Since the beginning of this year, China’s economy continued to operate stably with good momentum for growth. Economic structural continued to optimize. Multiple statistical data is improving. Meanwhile, the global economy is improving gradually, and is expected to maintain an upward trend. Experts said that to ensure stable economic development, China should step up efforts in the supply-side structural reform and cultivate more economic growth impetus.
Stabilize with good momentum, structure optimizes
"Since the beginning of this year, as the supply-side structural reform deepens, the economy has registered a slower but stable performance with good momentum for growth,” said He Lifeng, director of the National Development and Reform Commission (NDRC). This can be reflected on the four aspects: the economy operates stably on the whole; the economic structure continues to optimize; new and old impetuses are changing fast; impetus of development continues to strengthen.
Liu Fengliang, executive vice president of Renmin University of China Graduate School and researcher of the National Academy of Development and Strategy, said that the economy in the first half of this year will see steady growth as the second half of last year. A number of economic data has improved. The nominal GDP growth rate picked up for five consecutive months. The micro-foundation of economic operation has been further strengthened. The economic structure has been continuously optimized. The economy generally takes off on a good start.
Liu Fengliang said that this not only marks that the economy has bottomed out, and the risk and pressure have released, but also suggests that initial success was achieved in the supply-side structural reform.
The International Monetary Fund (IMF) also raised its forecast for China's economic growth from 6.6 percent to 6.7 percent this year, and predicted an average annual growth rate of 6.4 percent in China from 2018 to 2020. This is the second time that the IMF raised its forecast for China's economic growth.
Zhang Yansheng, researcher of the academic committee of the NDRC and chief researcher of China Center for International Economic Exchange (CCIEE), said that this year will also see the global economy stabilize. Trade and investment in all countries around the world are stabilizing and recovering. By 2020 or 2021, the global economy is expected to return to a long-term equilibrium.
Resolve risks, improve quality and efficiency
Although the economy is still under the downward pressure, but the trend to stabilize is undoubted, and new growth points continue to emerge. Meanwhile, the three risks in economy, including decline in real estate investment, are gradually resolving.
First, as for real estate investment, statistics from January-May show that despite a slowdown, the real estate investment growth is very likely to maintain at the current level in the second half of this year.

Information provided
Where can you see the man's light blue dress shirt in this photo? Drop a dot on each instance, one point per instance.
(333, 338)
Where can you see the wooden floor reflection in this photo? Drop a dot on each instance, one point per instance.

List of tasks
[1] Answer these questions using the article on China's economy:
(a) Who is named as director of the National Development and Reform Commission?
(b) From what figure to what figure did the IMF raise its forecast for China's economic growth this year?
(c) By when is the global economy expected to return to a long-term equilibrium?
[2] Reproduce the part of the article on China's economy between "Liu Fengliang, executive" and "supply-side structural reform.", inclusive.

Responses to the tasks
[1]
(a) He Lifeng
(b) From 6.6 percent to 6.7 percent
(c) By 2020 or 2021

[2]
Liu Fengliang, executive vice president of Renmin University of China Graduate School and researcher of the National Academy of Development and Strategy, said that the economy in the first half of this year will see steady growth as the second half of last year. A number of economic data has improved. The nominal GDP growth rate picked up for five consecutive months. The micro-foundation of economic operation has been further strengthened. The economic structure has been continuously optimized. The economy generally takes off on a good start.
Liu Fengliang said that this not only marks that the economy has bottomed out, and the risk and pressure have released, but also suggests that initial success was achieved in the supply-side structural reform.